- [Problem details]:
Would you transcribe all of the data exactly, down to the last character?

- [Supplied records]:

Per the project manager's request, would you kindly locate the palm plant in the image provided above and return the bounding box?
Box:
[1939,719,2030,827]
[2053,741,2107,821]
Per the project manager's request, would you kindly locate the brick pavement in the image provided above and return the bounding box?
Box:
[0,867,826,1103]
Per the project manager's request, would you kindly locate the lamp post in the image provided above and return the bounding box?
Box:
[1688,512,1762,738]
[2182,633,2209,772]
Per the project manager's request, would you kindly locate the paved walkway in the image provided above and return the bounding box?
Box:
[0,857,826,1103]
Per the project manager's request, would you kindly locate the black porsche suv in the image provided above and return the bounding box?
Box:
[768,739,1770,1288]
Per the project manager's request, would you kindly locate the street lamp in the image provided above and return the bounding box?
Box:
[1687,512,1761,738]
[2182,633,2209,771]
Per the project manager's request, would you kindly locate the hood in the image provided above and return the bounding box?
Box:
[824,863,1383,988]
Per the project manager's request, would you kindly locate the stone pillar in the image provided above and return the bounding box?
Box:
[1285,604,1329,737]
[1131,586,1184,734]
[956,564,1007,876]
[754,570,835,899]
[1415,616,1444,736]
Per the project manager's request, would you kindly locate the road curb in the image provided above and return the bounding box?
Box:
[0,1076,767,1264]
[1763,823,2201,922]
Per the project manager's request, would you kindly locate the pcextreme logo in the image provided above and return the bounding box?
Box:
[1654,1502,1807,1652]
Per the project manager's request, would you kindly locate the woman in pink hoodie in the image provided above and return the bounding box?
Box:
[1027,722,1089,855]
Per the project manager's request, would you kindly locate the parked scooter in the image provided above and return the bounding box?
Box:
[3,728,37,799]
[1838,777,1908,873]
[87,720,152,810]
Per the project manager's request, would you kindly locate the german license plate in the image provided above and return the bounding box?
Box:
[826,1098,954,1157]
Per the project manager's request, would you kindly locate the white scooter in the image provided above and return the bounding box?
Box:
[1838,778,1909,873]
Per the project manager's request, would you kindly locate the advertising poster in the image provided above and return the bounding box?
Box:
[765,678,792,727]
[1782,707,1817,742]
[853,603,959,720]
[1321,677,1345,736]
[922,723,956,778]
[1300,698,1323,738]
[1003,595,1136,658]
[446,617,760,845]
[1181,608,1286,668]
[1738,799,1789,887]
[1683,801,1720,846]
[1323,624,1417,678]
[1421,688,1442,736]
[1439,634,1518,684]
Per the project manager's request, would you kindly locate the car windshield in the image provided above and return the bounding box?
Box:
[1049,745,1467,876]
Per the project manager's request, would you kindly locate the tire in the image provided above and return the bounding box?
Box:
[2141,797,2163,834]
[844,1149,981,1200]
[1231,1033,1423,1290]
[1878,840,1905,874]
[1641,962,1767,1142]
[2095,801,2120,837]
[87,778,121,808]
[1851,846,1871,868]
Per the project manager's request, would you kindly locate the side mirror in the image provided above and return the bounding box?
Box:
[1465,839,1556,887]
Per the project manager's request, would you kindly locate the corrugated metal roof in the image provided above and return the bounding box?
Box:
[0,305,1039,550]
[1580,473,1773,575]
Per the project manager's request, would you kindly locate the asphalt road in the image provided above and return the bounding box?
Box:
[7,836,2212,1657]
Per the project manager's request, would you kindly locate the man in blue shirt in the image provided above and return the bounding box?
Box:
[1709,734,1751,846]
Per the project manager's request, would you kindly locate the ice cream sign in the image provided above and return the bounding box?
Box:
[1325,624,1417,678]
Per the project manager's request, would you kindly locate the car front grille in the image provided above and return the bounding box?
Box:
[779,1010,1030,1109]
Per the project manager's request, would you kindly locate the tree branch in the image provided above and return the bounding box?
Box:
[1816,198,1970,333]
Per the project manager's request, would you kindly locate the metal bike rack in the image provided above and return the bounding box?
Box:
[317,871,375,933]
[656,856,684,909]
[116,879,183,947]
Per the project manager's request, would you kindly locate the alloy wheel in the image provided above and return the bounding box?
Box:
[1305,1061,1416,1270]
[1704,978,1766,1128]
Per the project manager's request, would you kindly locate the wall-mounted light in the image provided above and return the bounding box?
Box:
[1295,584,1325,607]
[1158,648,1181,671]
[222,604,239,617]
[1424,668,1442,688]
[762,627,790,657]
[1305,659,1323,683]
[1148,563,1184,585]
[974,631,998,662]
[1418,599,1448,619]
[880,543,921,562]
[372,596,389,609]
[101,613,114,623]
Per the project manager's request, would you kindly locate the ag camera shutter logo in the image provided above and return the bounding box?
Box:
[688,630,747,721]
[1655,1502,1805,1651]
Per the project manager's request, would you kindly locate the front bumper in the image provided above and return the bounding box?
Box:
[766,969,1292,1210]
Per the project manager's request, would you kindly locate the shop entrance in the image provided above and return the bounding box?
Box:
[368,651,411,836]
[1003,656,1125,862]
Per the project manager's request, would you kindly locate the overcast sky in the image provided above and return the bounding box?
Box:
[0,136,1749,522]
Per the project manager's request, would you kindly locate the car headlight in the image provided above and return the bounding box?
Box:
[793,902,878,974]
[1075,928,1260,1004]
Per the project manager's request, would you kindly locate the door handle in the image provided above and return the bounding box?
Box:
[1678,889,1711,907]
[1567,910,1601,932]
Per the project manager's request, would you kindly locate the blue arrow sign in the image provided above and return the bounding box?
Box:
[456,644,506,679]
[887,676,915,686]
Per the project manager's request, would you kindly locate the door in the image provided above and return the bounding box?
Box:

- [Exercise result]:
Per the project manager's request, would you kindly locate the palm plant in the image provided above and return the bounding box?
Box:
[1939,719,2030,827]
[2053,741,2107,821]
Per the project manager's request, would you kindly locate the brick pavement in the image provided above and return the bounding box?
Box:
[0,867,826,1103]
Per the project manager's request, would you kindly locate the lamp post in the image provided above and return the bounding box?
Box:
[1688,512,1762,738]
[2182,633,2209,772]
Per the project manager's request, would you kindly locate the paved walkway in the image provided above and return the bounding box?
Box:
[0,857,826,1103]
Per the project manager's request, would you kindly locate the black porsche suv in the image provided above and return the bounding box?
Box:
[768,739,1770,1288]
Per the project manager's request, would you kindly locate the street lamp in the image provided above and return the bounding box?
Box:
[1687,512,1761,738]
[2182,633,2209,771]
Per the project manager's request, would you kindly locate the hood in the image provided above and return the bounding box?
Box:
[824,863,1383,988]
Per the project manager's request, would you kindly locate the stone pillar in the image provided above and return the bounding box?
Box:
[1285,604,1329,737]
[1131,586,1184,734]
[956,564,1007,876]
[754,570,835,899]
[1415,616,1444,736]
Per the project manager's request, would you kindly locate the road curb in the image provided above and return the bounding box?
Box:
[0,1076,767,1264]
[1763,823,2201,922]
Per the project manager's request, would you kindly locate the pcextreme logo in the image provided above and return the bounding box?
Box:
[1654,1502,1807,1652]
Per the project manager's request, would you kindly locate the woman in pink hoodie in the image provided above and return the bounding box?
Box:
[1027,722,1089,855]
Per the project manager's request, would you kindly locate the parked scooter in the image provided above and return the bounding box?
Box:
[3,728,37,799]
[1838,777,1908,873]
[87,720,152,810]
Per the project manager's request, would you kindly locate the german license plate in the image provided above and return the bounding box?
Box:
[826,1098,954,1157]
Per the project manager's request, would you kindly locate the white scooter in the image provided above and return the bounding box?
Box:
[1838,778,1909,873]
Per the project manager's request, would you kindly locate the advertising poster in the image provided above and return the bounding box?
Box:
[765,678,792,727]
[1782,707,1817,742]
[853,603,959,720]
[1321,677,1345,736]
[922,723,956,778]
[1300,698,1323,738]
[1003,595,1136,658]
[446,617,760,845]
[1181,608,1286,668]
[1738,799,1789,887]
[1683,801,1720,846]
[1323,624,1417,678]
[1421,688,1442,736]
[1439,634,1518,684]
Per the project manager's request, would you kindly locate the car windshield in the image provided above and return the bounding box?
Box:
[1049,745,1467,876]
Per the project manager's request, would you kindly locate the tire in the image provided above and return the bounding box?
Box:
[2141,797,2163,834]
[844,1149,981,1200]
[1231,1033,1423,1290]
[1878,840,1905,874]
[1641,962,1767,1142]
[2095,801,2120,837]
[87,778,121,808]
[1851,846,1871,868]
Per the project manager's request, would you kindly locate the side mirror in the image provided above and return the bounding box?
Box:
[1465,839,1556,887]
Per the project manager's request, would you kindly locate the corrugated metal roof in the image provided above and return the bounding box?
Box:
[0,305,1039,550]
[1580,473,1773,575]
Per the project manager's request, would you kindly locate the asphalt road in the image provided above and return the bounding box?
Box:
[7,836,2212,1657]
Per the project manager's request, would you kindly locate the man in blue shirt in the image provided above and return the bounding box?
Box:
[1709,734,1751,846]
Per the project manager's request, would you kindly locate the ice cream sign in the image provided above and return the bounding box?
Box:
[1325,624,1417,678]
Per the project manager's request, would you kindly locate the car front grille in the image provided above and return the bounding box?
Box:
[779,1010,1030,1109]
Per the project manager's request, would you kindly locate the tree branch in the image provided above and return the bounding box?
Box:
[1816,198,1970,333]
Per the project manager's request, would you kindly locate the metal bike rack in the image provided above and return the bounding box?
Box:
[317,871,375,933]
[656,856,684,909]
[116,879,183,947]
Per the project manager's request, would you kindly locate the alloy wheel in the image provided above and return the bounding box?
Box:
[1305,1061,1416,1270]
[1704,978,1766,1128]
Per the project manager's request, would you kindly locate the wall-mounted light in the image provided above and return the bounding box?
Box:
[1295,584,1325,607]
[1158,648,1181,671]
[222,604,239,617]
[1424,668,1442,688]
[762,627,790,657]
[1305,659,1323,683]
[1148,563,1184,585]
[974,631,998,662]
[1418,599,1448,619]
[880,543,921,562]
[372,596,389,609]
[101,613,114,623]
Per the project manager's request, would you kindly locate the ag camera shutter logo in the image provided above and return the bounding box?
Box:
[688,630,747,721]
[1655,1502,1805,1651]
Per the project manager's request, would you kindly locate the front bumper in the image provided above and return the bounding box?
Box:
[766,969,1292,1210]
Per the project manager's request, would you kindly locate the shop entrance in the image provided above and return the bounding box?
Box:
[368,651,411,836]
[1003,656,1125,862]
Per the project manager's request, would you kindly locate the overcast sky in the image provided above and return the bounding box?
Box:
[0,136,1749,522]
Per the project manager's request, would you kindly locate the car headlight in the image provided above and return the bounding box?
Box:
[793,902,878,974]
[1075,928,1260,1004]
Per the project manager's request, would you kindly locate the door handle in the image provided above and return the bounding box?
Box:
[1678,889,1711,907]
[1567,910,1601,932]
Per the project manager's request, would you kindly locate the blue arrow sign in the image provided above and return the bounding box?
Box:
[456,644,506,679]
[887,676,915,686]
Per the project manager's request, would you kindly locate the door in the image provided above and return the bounding box?
Box:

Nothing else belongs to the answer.